(EXERCISES):
a. Can you repeat the passage on happiness from "Here's one compelling" to "quite the opposite.", switching "suburbs" to "countryside"?
b. Could you carry the passage on happiness on from its last sentence?

So if scientists say chasing more money and more stuff can actually be bad for you, why do we keep climbing on the hedonic treadmill?
Here's one compelling theory: People are bad at predicting what will make them happy. Princeton psychologist Daniel Kahneman won the Nobel Prize in economics in 2002 for his work in this area. Basic economic theory suggests that you and I are motivated by self-interest. We know what we want, we can predict the most desirable outcome, and we can make the best choice to maximize our welfare. Not true, say Kahneman and others. We don't always act rationally. Consider the irrational attachment to New York City that would prompt a family of four to live in a one-bedroom apartment, for example. We left reluctantly, viewed it as a sacrifice for the kids, and predicted living in the suburbs would make us unhappy. Strangely, it turned out to be quite the opposite.
Why can't we predict what will make us happy? As Kahneman explains, there are two people involved in our decisions: The self that actually experiences events and the one who remembers them. It's the remembering self who keeps score and controls our destiny. When we recall events, we craft a narrative for ourselves, paying closest attention to the peak and the end of the experience. And that results in a limited picture of what actually happened.

(PROVIDED RECORDS):
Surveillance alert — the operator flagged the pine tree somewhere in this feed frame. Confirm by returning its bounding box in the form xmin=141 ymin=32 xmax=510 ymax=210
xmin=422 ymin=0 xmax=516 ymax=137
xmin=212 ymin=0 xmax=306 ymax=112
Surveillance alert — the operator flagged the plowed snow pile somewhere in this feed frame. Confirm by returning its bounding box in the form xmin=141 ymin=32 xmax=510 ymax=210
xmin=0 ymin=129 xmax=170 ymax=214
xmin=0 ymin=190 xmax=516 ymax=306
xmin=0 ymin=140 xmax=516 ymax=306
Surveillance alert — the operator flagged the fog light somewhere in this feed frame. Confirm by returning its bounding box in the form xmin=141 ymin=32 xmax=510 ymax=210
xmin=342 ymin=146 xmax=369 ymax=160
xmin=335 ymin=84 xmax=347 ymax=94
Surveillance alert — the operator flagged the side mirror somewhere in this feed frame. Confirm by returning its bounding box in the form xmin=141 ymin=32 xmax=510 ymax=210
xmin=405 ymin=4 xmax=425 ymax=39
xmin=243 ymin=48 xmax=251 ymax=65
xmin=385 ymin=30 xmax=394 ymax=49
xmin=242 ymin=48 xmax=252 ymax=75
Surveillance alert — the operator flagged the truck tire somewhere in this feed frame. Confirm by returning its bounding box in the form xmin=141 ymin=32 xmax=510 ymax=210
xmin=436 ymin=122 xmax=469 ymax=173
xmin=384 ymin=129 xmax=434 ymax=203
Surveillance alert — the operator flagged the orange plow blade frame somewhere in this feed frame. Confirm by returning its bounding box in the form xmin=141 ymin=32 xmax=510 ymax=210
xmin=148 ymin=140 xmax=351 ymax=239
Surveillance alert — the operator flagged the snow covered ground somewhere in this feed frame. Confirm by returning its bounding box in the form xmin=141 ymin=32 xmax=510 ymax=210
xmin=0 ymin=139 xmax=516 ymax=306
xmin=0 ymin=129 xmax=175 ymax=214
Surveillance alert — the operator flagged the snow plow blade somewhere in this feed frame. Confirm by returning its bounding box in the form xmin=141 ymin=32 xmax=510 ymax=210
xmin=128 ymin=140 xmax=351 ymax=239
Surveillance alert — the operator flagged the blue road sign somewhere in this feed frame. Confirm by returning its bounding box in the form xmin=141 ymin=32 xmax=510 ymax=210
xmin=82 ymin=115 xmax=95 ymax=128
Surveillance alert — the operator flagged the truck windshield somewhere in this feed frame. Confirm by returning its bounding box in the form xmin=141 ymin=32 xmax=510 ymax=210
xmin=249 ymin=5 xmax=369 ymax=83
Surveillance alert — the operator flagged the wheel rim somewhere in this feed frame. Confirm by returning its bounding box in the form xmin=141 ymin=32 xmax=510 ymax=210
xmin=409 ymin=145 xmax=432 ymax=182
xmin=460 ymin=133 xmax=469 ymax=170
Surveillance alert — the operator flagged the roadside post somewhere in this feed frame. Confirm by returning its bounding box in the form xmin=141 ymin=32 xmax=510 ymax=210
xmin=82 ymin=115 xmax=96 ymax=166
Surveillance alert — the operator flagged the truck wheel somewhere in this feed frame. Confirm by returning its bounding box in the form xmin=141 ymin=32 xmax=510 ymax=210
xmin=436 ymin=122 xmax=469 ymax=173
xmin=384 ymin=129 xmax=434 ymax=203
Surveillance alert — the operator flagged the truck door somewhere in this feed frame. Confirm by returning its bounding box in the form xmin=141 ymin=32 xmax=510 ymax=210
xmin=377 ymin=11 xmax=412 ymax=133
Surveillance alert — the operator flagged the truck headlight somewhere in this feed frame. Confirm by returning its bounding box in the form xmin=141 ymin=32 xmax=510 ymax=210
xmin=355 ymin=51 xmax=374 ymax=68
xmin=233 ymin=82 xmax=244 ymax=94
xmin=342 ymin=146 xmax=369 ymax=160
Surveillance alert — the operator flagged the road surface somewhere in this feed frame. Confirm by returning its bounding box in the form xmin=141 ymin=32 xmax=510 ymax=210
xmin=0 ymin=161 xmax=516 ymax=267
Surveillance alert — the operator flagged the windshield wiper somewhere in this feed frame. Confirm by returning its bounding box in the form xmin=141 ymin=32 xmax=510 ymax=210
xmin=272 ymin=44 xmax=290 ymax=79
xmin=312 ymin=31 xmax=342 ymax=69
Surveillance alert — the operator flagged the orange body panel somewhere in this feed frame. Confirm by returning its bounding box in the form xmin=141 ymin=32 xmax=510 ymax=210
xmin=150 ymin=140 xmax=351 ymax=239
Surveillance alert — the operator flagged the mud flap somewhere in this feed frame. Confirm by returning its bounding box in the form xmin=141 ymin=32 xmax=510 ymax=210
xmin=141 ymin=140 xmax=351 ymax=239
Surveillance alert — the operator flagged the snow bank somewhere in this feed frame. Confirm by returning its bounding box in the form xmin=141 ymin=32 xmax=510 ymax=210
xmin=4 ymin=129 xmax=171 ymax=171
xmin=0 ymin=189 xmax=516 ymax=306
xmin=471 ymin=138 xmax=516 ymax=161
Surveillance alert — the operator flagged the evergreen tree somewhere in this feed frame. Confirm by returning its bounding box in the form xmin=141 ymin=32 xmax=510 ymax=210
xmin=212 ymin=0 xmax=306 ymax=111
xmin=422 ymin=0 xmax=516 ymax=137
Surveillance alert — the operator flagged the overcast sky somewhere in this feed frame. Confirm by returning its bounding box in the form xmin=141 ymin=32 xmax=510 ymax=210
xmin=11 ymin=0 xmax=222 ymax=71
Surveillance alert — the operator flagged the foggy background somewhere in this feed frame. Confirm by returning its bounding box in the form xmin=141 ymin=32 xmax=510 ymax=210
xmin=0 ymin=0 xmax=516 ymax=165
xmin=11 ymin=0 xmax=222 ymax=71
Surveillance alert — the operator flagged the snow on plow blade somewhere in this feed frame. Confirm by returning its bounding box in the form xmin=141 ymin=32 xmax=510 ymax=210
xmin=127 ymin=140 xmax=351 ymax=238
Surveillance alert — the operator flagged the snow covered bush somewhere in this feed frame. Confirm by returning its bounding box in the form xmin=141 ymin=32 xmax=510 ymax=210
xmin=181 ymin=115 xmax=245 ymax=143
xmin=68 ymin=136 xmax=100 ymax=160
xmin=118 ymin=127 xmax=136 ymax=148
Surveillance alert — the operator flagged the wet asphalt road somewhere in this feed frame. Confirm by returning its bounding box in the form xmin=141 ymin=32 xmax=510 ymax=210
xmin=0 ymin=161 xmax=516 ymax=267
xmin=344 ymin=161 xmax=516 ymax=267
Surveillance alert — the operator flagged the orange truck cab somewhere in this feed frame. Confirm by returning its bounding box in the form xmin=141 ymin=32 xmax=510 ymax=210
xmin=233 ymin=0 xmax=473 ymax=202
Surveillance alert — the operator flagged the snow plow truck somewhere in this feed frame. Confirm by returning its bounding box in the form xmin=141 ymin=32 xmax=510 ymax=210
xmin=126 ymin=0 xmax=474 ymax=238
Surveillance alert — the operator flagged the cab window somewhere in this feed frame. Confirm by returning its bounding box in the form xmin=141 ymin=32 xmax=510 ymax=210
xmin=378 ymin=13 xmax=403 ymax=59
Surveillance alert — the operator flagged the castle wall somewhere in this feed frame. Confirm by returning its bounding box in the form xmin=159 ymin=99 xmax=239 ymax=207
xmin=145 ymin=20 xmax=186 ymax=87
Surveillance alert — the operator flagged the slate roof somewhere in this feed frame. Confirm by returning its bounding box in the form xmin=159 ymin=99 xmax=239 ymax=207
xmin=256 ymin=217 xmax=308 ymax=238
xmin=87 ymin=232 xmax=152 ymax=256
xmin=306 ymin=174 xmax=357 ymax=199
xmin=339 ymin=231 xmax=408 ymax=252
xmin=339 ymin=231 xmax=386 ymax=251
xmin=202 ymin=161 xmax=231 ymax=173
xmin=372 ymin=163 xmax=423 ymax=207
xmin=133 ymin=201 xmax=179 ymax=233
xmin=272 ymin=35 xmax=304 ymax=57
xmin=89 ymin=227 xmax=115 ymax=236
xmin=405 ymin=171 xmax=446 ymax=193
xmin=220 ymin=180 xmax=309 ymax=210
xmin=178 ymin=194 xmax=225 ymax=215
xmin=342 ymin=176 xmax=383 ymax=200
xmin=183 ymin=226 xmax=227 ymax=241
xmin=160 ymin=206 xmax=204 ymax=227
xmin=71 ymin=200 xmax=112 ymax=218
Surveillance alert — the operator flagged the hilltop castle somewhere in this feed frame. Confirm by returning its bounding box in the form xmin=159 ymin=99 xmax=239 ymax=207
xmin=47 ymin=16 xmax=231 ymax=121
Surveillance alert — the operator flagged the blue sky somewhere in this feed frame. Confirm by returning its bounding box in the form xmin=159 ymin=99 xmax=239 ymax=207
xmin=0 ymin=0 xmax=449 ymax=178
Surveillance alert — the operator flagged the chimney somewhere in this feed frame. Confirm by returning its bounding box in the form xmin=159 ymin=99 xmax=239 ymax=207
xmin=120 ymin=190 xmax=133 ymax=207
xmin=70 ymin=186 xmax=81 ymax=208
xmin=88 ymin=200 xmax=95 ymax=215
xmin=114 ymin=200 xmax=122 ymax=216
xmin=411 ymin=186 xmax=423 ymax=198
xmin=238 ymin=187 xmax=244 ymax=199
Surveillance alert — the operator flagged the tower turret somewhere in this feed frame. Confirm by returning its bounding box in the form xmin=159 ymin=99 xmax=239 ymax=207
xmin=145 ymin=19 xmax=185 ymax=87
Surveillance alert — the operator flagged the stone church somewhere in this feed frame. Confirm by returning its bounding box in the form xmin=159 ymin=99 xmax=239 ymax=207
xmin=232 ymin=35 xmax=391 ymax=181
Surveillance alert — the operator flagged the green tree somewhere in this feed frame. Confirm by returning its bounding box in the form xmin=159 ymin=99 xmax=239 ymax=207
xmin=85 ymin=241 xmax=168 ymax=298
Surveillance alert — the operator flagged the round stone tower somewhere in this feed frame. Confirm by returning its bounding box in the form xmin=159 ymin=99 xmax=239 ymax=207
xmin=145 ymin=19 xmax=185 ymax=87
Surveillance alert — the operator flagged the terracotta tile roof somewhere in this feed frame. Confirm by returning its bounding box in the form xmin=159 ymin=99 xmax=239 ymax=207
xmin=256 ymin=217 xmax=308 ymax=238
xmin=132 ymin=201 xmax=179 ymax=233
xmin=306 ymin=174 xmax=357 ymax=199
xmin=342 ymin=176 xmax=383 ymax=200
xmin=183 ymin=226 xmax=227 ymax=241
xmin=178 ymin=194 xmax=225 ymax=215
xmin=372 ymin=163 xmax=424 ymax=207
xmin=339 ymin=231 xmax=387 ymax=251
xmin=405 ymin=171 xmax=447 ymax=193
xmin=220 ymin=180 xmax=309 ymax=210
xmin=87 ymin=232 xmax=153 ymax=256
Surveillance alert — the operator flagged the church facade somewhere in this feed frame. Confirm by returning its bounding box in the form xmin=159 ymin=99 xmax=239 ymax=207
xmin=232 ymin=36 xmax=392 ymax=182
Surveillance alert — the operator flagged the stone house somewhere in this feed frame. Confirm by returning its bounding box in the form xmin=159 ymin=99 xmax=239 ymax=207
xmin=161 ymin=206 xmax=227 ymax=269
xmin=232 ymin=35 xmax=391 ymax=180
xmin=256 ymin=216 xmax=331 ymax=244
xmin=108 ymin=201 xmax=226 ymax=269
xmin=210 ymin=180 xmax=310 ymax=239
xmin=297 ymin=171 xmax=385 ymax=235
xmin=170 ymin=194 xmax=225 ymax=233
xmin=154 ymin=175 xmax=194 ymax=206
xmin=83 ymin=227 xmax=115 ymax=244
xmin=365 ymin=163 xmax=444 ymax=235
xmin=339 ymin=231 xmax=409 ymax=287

(RESULTS):
a.
Here's one compelling theory: People are bad at predicting what will make them happy. Princeton psychologist Daniel Kahneman won the Nobel Prize in economics in 2002 for his work in this area. Basic economic theory suggests that you and I are motivated by self-interest. We know what we want, we can predict the most desirable outcome, and we can make the best choice to maximize our welfare. Not true, say Kahneman and others. We don't always act rationally. Consider the irrational attachment to New York City that would prompt a family of four to live in a one-bedroom apartment, for example. We left reluctantly, viewed it as a sacrifice for the kids, and predicted living in the countryside would make us unhappy. Strangely, it turned out to be quite the opposite.

b.
Psychologists discovered this phenomenon by having subjects do both real-time, minute-by-minute assessments of an experience and then an after-the-fact evaluation. Kahneman, for instance, did a study of patients receiving colonoscopy exams. In the study, Patient A went through a buildup to sharp pain and then the procedure was over. Patient B went through a longer procedure -- a buildup to sharp pain, which then declined to slight discomfort before the exam ended.
Here's the wacky part of the findings: The people whose experiences ended on a less-painful note rated the experience better, even though they suffered exactly the same pain as Patient A and the event lasted for a longer period of time. They only remembered the peak and the end.
So what's my point? Like the colonoscopy patients, we focus on the peak of an experience and the end, ignoring the stuff in the middle. So we'll remember the rush of closing a big deal at work, but we won't remember what it cost in time away from our families. We'll remember how spectacular it felt to trade up to larger digs, but we won't remember how long and hard we had to work to get there.
The bottom line: The bigger the trade-up in lifestyle, the bigger the monthly nut -- and the harder we have to work to achieve material goals. Since there are only 24 hours in a day, we end up sacrificing other aspects of life that actually do create lasting happiness (at least according to scientists): Spending time with family and friends, exercising, volunteering, or swinging on that hammock in the back yard with a copy of Sports Illustrated and a cold Heineken. (Okay, that last one came from husband, not from scientific research.)
So how do we resolve this dilemma? Make a list of 10 things you value most in life. Make a list of the people, the qualities and the experiences that are most essential to your happiness. Then set goals for yourself as to how you'll build a life that consciously reflects those values, connecting them to both money and time.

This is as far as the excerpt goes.